Search the records below for the word "white". Copy each line where it occurs.

Records from a data collection:
————————
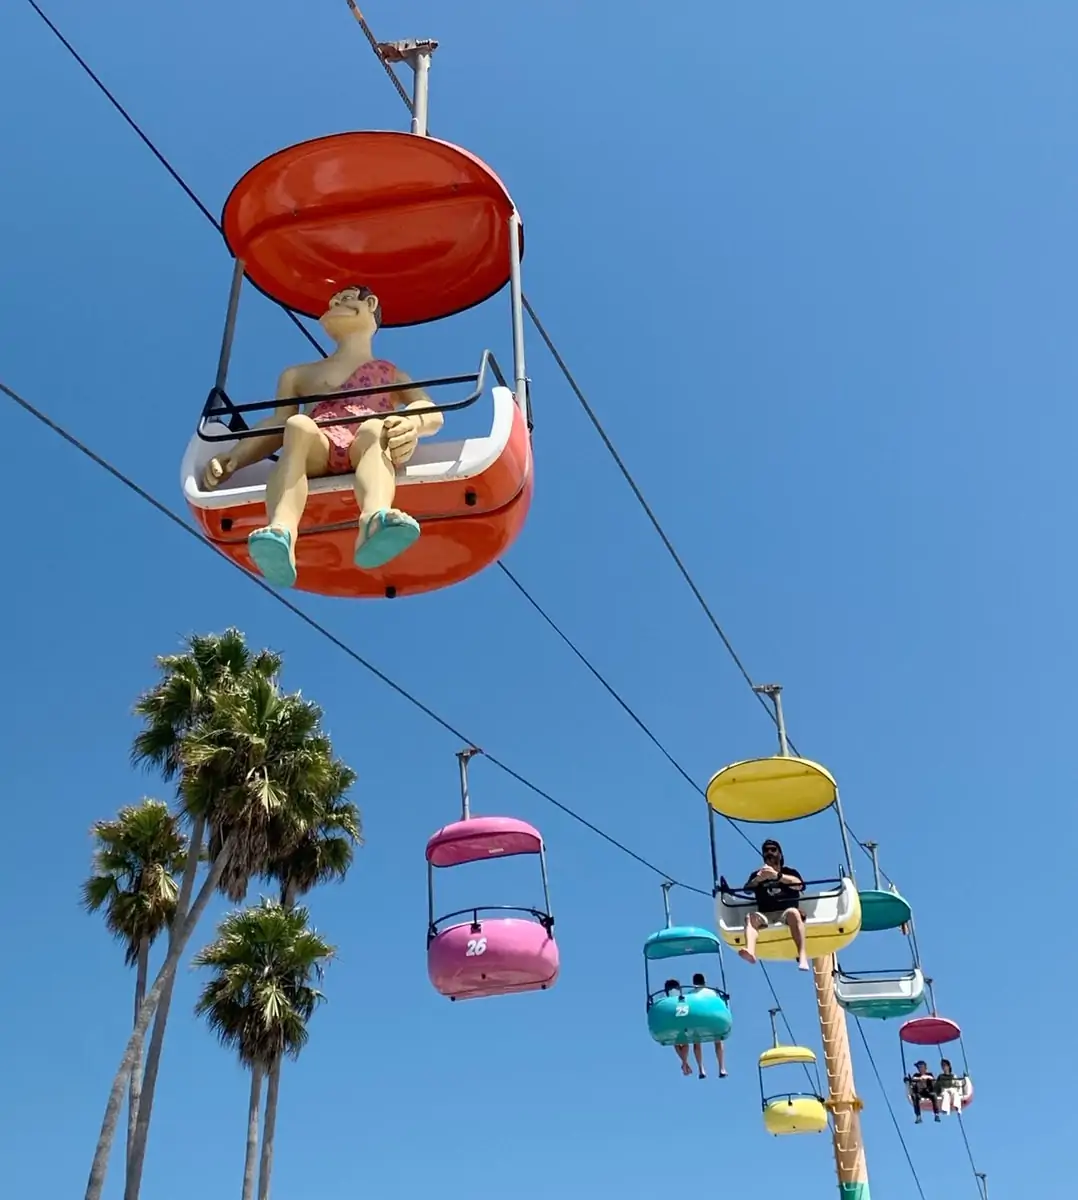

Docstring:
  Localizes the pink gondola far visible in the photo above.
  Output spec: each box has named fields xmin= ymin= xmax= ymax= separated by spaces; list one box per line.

xmin=426 ymin=815 xmax=544 ymax=866
xmin=426 ymin=750 xmax=559 ymax=1001
xmin=899 ymin=1016 xmax=962 ymax=1046
xmin=900 ymin=1012 xmax=975 ymax=1112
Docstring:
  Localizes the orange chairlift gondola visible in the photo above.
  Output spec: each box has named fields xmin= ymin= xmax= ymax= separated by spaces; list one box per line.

xmin=180 ymin=37 xmax=532 ymax=598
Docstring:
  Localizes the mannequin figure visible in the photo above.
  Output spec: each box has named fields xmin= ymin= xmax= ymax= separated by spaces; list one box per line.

xmin=202 ymin=285 xmax=442 ymax=587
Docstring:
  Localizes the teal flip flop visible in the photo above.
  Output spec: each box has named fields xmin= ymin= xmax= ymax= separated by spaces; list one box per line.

xmin=354 ymin=509 xmax=421 ymax=570
xmin=248 ymin=527 xmax=297 ymax=588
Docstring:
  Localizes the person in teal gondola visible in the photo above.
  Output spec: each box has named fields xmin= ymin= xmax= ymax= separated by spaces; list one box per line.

xmin=688 ymin=973 xmax=728 ymax=1079
xmin=667 ymin=976 xmax=728 ymax=1079
xmin=740 ymin=838 xmax=810 ymax=970
xmin=664 ymin=981 xmax=694 ymax=1076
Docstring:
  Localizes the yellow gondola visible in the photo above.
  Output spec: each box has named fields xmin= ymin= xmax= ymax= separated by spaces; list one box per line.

xmin=706 ymin=688 xmax=862 ymax=964
xmin=706 ymin=756 xmax=838 ymax=823
xmin=759 ymin=1042 xmax=829 ymax=1135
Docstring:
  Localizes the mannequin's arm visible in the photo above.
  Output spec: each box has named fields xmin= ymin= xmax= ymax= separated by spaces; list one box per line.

xmin=222 ymin=368 xmax=302 ymax=471
xmin=392 ymin=368 xmax=443 ymax=437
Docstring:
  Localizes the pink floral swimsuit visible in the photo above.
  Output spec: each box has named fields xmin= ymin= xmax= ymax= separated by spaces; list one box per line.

xmin=308 ymin=358 xmax=399 ymax=475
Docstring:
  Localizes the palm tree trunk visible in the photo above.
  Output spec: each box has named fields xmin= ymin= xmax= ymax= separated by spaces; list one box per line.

xmin=125 ymin=939 xmax=150 ymax=1173
xmin=243 ymin=1065 xmax=264 ymax=1200
xmin=85 ymin=825 xmax=226 ymax=1200
xmin=253 ymin=880 xmax=295 ymax=1200
xmin=254 ymin=879 xmax=298 ymax=1200
xmin=256 ymin=1056 xmax=280 ymax=1200
xmin=122 ymin=816 xmax=207 ymax=1200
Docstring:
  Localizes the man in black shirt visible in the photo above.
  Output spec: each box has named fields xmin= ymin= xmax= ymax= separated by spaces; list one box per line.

xmin=740 ymin=838 xmax=810 ymax=970
xmin=906 ymin=1061 xmax=941 ymax=1123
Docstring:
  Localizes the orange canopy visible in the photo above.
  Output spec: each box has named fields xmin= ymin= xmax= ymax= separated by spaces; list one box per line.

xmin=221 ymin=131 xmax=522 ymax=327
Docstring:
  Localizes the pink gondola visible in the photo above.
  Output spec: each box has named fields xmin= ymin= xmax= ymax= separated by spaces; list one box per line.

xmin=900 ymin=1016 xmax=962 ymax=1046
xmin=900 ymin=1012 xmax=974 ymax=1112
xmin=426 ymin=751 xmax=559 ymax=1001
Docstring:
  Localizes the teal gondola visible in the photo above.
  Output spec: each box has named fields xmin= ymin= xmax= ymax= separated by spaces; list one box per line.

xmin=645 ymin=885 xmax=733 ymax=1046
xmin=834 ymin=845 xmax=925 ymax=1020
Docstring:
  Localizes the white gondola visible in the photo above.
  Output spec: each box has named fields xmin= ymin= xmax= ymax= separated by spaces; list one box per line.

xmin=834 ymin=966 xmax=926 ymax=1020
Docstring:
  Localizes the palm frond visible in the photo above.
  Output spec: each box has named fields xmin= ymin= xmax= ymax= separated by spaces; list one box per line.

xmin=193 ymin=900 xmax=334 ymax=1067
xmin=81 ymin=799 xmax=187 ymax=963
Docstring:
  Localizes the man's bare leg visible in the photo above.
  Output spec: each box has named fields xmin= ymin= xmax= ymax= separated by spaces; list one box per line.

xmin=784 ymin=909 xmax=809 ymax=970
xmin=739 ymin=913 xmax=765 ymax=964
xmin=715 ymin=1040 xmax=727 ymax=1077
xmin=692 ymin=1043 xmax=705 ymax=1078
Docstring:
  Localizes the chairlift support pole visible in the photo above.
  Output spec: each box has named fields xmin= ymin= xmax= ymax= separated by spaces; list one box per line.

xmin=863 ymin=841 xmax=882 ymax=891
xmin=378 ymin=38 xmax=438 ymax=137
xmin=661 ymin=881 xmax=673 ymax=929
xmin=755 ymin=683 xmax=870 ymax=1200
xmin=456 ymin=747 xmax=481 ymax=821
xmin=213 ymin=256 xmax=246 ymax=395
xmin=754 ymin=682 xmax=790 ymax=757
xmin=376 ymin=32 xmax=529 ymax=422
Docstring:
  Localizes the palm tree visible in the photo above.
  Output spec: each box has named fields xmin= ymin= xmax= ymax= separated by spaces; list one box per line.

xmin=193 ymin=901 xmax=334 ymax=1200
xmin=81 ymin=800 xmax=187 ymax=1176
xmin=118 ymin=630 xmax=282 ymax=1200
xmin=86 ymin=634 xmax=341 ymax=1200
xmin=254 ymin=763 xmax=360 ymax=1194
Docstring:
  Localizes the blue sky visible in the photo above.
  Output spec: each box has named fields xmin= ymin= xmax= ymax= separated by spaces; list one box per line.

xmin=1 ymin=1 xmax=1069 ymax=1196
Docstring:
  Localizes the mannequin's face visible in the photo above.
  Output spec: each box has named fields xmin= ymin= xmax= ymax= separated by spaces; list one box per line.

xmin=320 ymin=287 xmax=380 ymax=340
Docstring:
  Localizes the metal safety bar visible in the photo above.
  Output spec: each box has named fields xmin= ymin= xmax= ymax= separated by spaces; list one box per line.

xmin=646 ymin=983 xmax=730 ymax=1009
xmin=833 ymin=967 xmax=922 ymax=980
xmin=197 ymin=348 xmax=508 ymax=443
xmin=427 ymin=904 xmax=554 ymax=945
xmin=717 ymin=876 xmax=848 ymax=905
xmin=759 ymin=1090 xmax=827 ymax=1111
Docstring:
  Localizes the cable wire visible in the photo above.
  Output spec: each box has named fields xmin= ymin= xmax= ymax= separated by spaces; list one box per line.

xmin=496 ymin=562 xmax=761 ymax=852
xmin=0 ymin=376 xmax=700 ymax=891
xmin=853 ymin=1018 xmax=929 ymax=1200
xmin=957 ymin=1113 xmax=987 ymax=1198
xmin=21 ymin=0 xmax=328 ymax=360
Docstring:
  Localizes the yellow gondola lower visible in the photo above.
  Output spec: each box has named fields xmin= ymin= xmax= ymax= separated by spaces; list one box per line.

xmin=706 ymin=756 xmax=838 ymax=823
xmin=759 ymin=1045 xmax=818 ymax=1069
xmin=717 ymin=877 xmax=862 ymax=960
xmin=763 ymin=1096 xmax=830 ymax=1135
xmin=759 ymin=1045 xmax=828 ymax=1135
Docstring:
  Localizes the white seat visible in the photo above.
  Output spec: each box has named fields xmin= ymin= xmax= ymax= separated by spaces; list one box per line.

xmin=834 ymin=967 xmax=925 ymax=1007
xmin=181 ymin=385 xmax=517 ymax=511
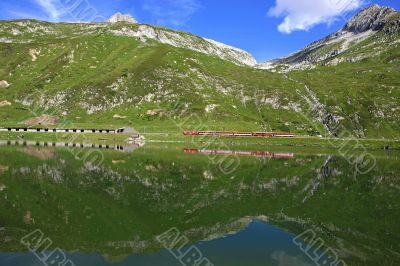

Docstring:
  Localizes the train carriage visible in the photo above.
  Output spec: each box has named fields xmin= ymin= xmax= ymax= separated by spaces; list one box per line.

xmin=183 ymin=131 xmax=295 ymax=138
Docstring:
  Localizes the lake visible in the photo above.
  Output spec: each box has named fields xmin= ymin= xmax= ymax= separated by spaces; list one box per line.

xmin=0 ymin=141 xmax=399 ymax=266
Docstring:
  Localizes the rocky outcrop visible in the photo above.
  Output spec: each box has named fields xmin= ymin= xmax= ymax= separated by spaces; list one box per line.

xmin=113 ymin=114 xmax=127 ymax=119
xmin=0 ymin=100 xmax=11 ymax=107
xmin=203 ymin=38 xmax=257 ymax=66
xmin=384 ymin=14 xmax=400 ymax=34
xmin=0 ymin=80 xmax=10 ymax=89
xmin=146 ymin=109 xmax=164 ymax=116
xmin=108 ymin=13 xmax=137 ymax=24
xmin=343 ymin=4 xmax=396 ymax=33
xmin=297 ymin=84 xmax=339 ymax=136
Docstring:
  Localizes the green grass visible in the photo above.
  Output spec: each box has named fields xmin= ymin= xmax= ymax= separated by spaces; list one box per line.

xmin=0 ymin=19 xmax=399 ymax=140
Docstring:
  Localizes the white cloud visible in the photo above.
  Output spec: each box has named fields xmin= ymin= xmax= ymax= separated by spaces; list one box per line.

xmin=33 ymin=0 xmax=64 ymax=21
xmin=142 ymin=0 xmax=200 ymax=26
xmin=268 ymin=0 xmax=364 ymax=34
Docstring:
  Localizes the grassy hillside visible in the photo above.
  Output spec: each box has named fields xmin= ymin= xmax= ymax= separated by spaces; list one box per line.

xmin=290 ymin=29 xmax=400 ymax=138
xmin=0 ymin=19 xmax=399 ymax=138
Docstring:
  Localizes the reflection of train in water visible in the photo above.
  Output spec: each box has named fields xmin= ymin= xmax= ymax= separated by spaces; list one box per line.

xmin=183 ymin=149 xmax=295 ymax=159
xmin=183 ymin=131 xmax=295 ymax=137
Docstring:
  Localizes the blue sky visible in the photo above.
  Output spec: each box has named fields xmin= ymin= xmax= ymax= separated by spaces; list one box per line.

xmin=0 ymin=0 xmax=399 ymax=61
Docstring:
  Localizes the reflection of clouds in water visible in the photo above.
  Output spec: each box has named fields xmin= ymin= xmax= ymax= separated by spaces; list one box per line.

xmin=271 ymin=250 xmax=313 ymax=266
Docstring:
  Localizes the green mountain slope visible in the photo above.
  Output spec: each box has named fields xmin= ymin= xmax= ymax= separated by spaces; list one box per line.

xmin=0 ymin=5 xmax=399 ymax=138
xmin=0 ymin=20 xmax=320 ymax=134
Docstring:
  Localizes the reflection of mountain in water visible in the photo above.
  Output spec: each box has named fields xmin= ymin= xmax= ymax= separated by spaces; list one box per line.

xmin=0 ymin=140 xmax=143 ymax=153
xmin=302 ymin=155 xmax=336 ymax=203
xmin=0 ymin=144 xmax=399 ymax=265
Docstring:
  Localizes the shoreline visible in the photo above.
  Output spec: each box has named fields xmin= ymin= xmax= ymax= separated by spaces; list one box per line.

xmin=0 ymin=131 xmax=399 ymax=151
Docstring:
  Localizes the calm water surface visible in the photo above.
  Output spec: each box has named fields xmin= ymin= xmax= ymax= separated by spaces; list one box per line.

xmin=0 ymin=142 xmax=399 ymax=266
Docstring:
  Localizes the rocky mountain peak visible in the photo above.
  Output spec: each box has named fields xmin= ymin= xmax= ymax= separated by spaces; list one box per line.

xmin=258 ymin=4 xmax=399 ymax=71
xmin=343 ymin=4 xmax=396 ymax=33
xmin=108 ymin=12 xmax=137 ymax=24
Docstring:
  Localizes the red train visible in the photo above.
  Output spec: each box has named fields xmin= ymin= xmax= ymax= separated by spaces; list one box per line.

xmin=183 ymin=131 xmax=295 ymax=137
xmin=183 ymin=149 xmax=295 ymax=159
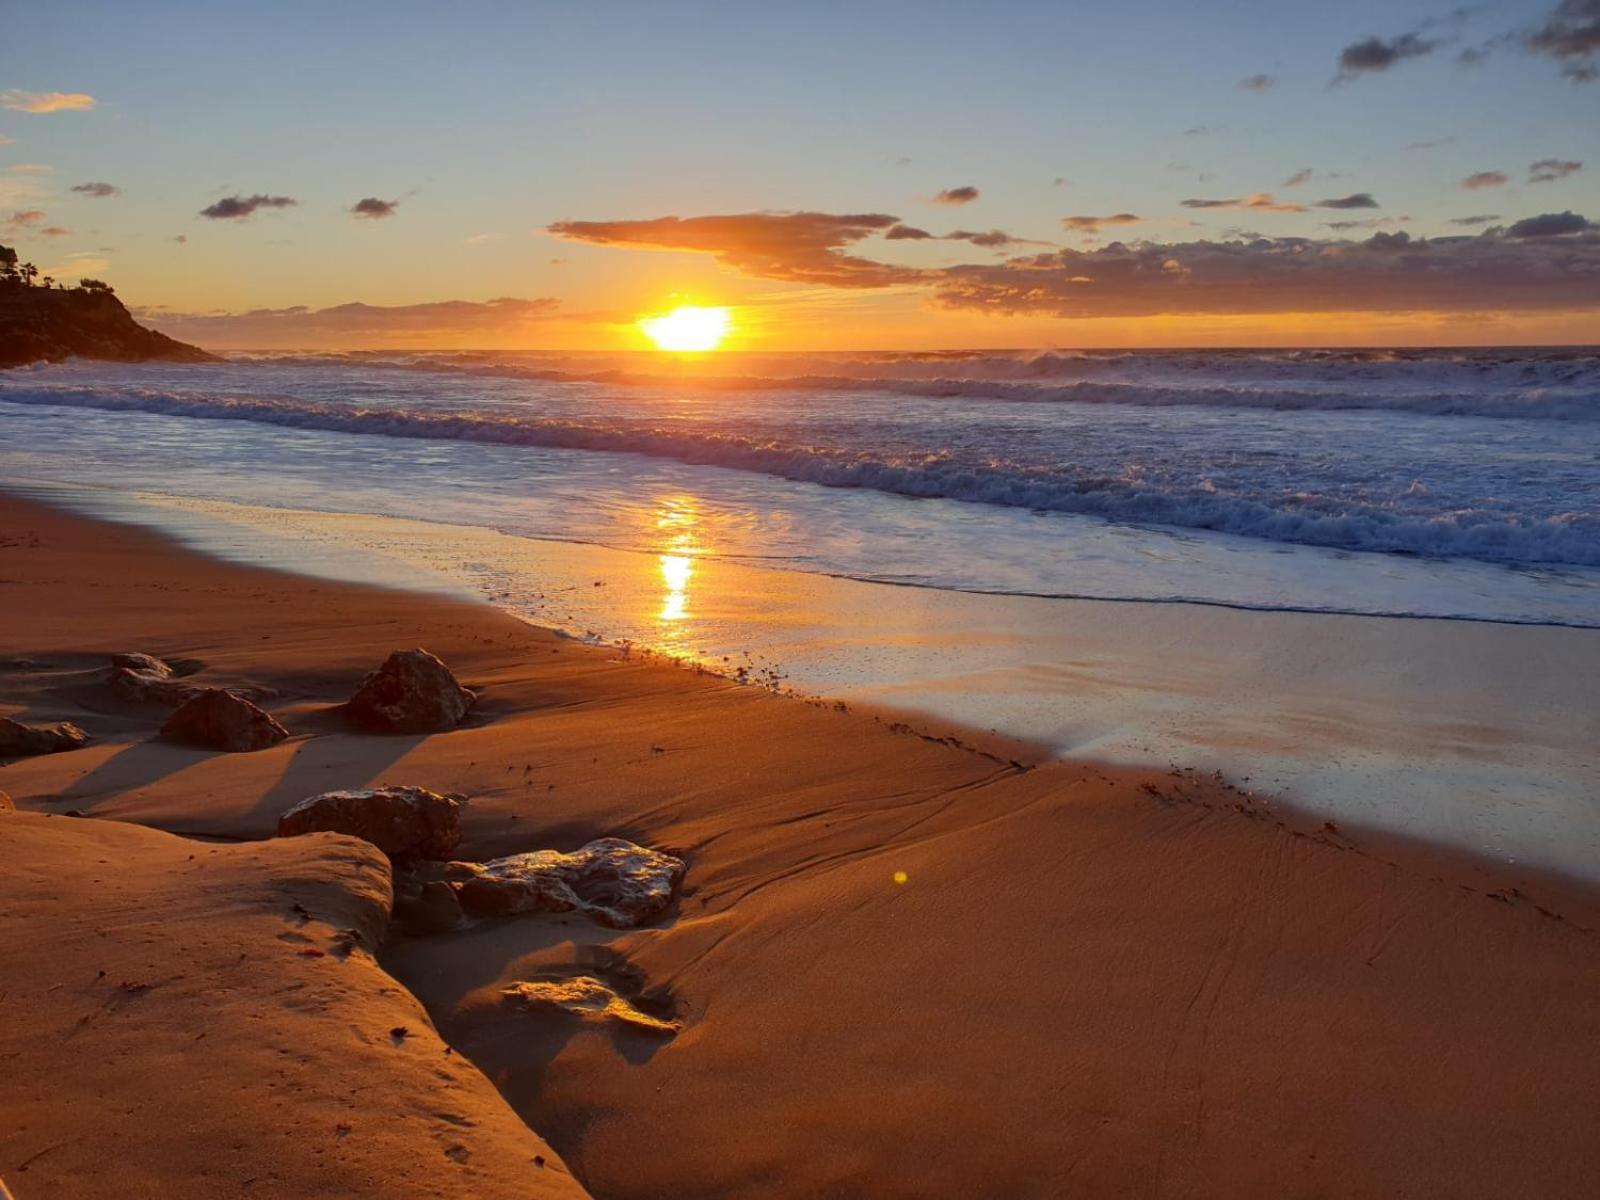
————————
▶ Response to this exercise:
  Localizes the white gondola visible in the photo above.
  Localizes the white seat visible in the photo above.
  Localizes the white cloud visible in the photo above.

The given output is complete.